## Begin
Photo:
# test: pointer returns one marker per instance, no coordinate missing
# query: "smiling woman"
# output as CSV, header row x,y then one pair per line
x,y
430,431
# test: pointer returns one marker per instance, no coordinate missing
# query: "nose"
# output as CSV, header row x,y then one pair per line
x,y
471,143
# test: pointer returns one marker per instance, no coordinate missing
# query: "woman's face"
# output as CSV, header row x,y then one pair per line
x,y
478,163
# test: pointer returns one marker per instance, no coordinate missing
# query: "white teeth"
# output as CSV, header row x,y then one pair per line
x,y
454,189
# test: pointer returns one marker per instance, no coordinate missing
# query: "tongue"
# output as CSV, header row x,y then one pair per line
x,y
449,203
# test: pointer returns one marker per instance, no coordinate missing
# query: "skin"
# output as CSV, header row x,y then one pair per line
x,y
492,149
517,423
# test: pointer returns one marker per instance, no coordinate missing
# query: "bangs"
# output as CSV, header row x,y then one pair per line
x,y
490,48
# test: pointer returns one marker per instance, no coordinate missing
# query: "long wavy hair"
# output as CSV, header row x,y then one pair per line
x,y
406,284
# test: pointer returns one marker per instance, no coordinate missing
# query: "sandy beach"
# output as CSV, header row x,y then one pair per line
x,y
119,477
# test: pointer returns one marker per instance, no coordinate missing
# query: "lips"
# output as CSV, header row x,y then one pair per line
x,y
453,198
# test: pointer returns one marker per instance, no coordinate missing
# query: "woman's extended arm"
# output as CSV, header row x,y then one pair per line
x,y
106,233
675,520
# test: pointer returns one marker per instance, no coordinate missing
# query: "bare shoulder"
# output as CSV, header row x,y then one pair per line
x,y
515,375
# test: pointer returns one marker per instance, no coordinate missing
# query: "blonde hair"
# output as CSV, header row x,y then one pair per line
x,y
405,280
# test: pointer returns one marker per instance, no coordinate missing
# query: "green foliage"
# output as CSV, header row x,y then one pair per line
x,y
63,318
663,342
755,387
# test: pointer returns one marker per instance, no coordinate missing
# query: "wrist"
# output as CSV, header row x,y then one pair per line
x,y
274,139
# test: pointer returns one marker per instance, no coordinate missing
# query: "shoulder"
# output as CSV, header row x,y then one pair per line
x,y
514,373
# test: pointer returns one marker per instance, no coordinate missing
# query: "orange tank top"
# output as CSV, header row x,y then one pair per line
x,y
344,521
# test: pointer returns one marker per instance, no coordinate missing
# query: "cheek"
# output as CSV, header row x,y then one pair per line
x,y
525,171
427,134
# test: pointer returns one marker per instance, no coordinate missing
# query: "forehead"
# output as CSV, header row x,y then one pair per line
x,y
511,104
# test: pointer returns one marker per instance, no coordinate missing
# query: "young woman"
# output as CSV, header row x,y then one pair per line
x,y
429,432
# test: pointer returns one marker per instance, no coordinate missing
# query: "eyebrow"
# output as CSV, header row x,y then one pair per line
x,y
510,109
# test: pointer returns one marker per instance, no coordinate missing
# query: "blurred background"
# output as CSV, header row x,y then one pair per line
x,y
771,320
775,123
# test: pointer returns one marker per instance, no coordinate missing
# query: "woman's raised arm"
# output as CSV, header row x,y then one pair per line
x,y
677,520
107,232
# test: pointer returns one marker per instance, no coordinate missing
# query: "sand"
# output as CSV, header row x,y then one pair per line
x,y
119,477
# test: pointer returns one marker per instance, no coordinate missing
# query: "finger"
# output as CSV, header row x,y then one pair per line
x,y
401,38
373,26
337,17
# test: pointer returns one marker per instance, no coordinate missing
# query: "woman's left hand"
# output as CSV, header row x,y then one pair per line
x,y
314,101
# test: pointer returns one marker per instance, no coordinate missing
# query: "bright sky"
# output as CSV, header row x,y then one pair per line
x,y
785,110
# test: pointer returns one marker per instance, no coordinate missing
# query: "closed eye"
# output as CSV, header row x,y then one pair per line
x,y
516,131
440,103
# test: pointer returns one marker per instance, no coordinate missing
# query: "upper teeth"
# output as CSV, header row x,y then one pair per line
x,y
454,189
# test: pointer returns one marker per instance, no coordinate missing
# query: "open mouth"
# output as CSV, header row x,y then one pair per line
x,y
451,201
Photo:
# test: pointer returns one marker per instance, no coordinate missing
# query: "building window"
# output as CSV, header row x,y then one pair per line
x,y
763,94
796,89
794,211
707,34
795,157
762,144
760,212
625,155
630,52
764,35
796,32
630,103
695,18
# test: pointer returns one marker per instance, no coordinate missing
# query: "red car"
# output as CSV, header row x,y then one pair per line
## End
◆ Written problem ◆
List every line of the entries that contains the word "hair".

◆ Reply ◆
# query: "long wavy hair"
# query: "blonde hair"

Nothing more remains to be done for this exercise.